▶ _Exercise prompt_
Pull out every line of the entries below that contains the word "shirt". Case counts, so a match must use the same capital and lowercase letters.

▶ _Entries shown_
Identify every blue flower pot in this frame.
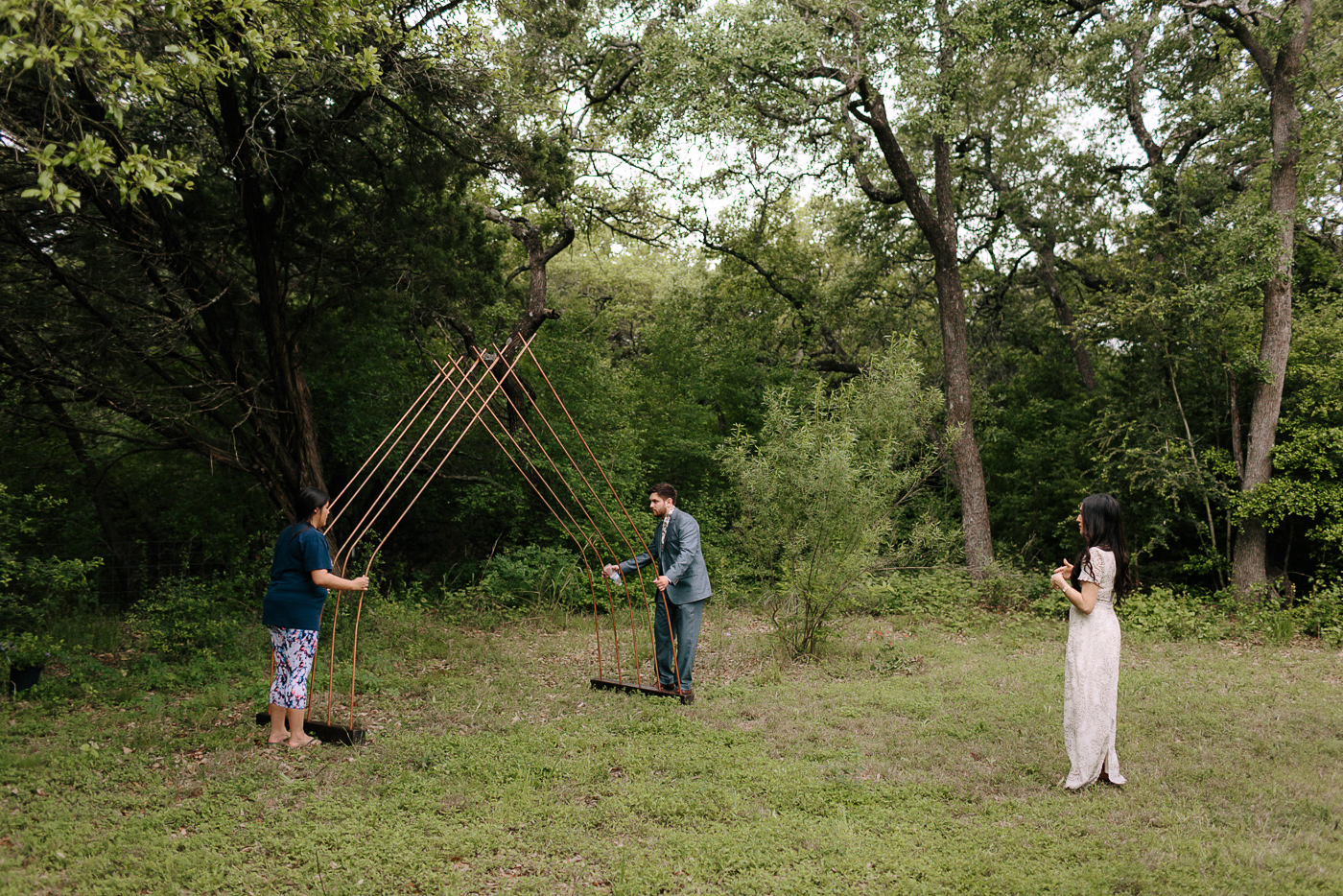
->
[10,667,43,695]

...

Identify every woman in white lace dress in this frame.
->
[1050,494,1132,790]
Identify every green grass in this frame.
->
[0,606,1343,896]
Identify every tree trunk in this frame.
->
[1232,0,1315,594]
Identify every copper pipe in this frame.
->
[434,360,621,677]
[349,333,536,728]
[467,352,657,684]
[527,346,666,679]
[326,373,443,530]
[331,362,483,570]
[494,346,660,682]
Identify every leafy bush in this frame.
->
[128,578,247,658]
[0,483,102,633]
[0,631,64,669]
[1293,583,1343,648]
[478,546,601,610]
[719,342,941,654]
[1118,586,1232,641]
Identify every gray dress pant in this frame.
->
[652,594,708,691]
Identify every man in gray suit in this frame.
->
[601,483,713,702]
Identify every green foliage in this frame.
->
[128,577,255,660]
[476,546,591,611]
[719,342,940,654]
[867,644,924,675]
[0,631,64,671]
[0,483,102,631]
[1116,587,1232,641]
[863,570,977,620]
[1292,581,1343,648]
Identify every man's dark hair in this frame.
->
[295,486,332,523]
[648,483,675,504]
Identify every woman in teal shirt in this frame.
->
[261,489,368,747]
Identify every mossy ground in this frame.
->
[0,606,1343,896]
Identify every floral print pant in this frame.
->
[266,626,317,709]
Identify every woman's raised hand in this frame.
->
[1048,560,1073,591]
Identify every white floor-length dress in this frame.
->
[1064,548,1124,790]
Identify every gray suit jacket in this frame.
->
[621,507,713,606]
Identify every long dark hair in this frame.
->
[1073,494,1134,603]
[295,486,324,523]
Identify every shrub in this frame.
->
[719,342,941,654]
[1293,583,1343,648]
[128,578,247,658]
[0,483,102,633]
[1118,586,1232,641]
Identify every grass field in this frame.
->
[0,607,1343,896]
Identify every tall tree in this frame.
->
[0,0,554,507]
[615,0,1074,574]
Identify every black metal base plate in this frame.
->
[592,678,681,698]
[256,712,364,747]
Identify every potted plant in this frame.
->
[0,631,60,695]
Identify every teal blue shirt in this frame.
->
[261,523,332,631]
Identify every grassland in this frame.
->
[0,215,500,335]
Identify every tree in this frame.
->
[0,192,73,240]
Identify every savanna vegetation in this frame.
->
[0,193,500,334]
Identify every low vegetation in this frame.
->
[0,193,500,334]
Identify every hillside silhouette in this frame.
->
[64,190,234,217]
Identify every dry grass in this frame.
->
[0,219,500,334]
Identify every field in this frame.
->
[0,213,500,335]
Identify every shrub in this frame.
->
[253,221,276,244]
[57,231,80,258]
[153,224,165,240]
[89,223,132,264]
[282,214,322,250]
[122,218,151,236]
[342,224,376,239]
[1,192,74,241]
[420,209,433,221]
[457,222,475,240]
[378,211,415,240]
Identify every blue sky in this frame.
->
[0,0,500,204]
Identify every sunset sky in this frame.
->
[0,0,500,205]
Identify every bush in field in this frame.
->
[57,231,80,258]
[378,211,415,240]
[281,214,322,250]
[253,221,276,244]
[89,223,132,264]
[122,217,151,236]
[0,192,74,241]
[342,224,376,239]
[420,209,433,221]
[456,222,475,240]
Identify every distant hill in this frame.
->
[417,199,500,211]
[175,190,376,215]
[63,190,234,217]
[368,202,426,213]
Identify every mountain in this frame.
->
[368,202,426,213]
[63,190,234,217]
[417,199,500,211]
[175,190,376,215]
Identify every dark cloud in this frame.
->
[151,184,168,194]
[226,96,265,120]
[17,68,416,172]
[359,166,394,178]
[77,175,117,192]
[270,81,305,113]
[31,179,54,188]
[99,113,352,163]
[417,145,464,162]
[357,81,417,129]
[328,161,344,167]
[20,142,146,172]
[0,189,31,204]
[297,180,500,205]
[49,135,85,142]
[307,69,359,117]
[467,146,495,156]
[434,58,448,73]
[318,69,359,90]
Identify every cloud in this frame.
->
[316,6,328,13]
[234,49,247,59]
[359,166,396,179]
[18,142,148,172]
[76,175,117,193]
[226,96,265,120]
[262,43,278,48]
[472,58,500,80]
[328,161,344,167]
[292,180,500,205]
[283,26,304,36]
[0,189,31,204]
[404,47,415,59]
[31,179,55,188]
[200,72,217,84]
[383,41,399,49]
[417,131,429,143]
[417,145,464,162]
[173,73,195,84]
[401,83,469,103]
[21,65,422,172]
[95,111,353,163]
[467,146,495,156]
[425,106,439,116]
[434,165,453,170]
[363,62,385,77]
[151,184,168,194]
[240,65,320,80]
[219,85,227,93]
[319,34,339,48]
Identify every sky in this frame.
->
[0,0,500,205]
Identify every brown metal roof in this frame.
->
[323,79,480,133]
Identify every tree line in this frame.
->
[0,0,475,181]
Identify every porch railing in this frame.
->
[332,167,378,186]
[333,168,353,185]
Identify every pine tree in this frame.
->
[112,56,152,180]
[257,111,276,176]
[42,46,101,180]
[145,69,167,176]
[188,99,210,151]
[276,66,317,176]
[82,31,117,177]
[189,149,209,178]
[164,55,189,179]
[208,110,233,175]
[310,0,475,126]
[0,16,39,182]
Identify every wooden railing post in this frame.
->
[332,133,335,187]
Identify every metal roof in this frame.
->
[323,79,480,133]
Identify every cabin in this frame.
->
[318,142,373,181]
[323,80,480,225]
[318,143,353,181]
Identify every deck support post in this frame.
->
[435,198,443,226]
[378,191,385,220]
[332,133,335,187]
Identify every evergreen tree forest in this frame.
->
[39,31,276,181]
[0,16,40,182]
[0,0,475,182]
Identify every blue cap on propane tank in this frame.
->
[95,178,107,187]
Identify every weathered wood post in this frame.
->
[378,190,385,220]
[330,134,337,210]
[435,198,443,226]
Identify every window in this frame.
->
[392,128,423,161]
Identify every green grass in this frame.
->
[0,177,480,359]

▶ _Result of this exercise_
Identify every woman in teal shirt in this frame.
Identify every teal blue shirt in this frame.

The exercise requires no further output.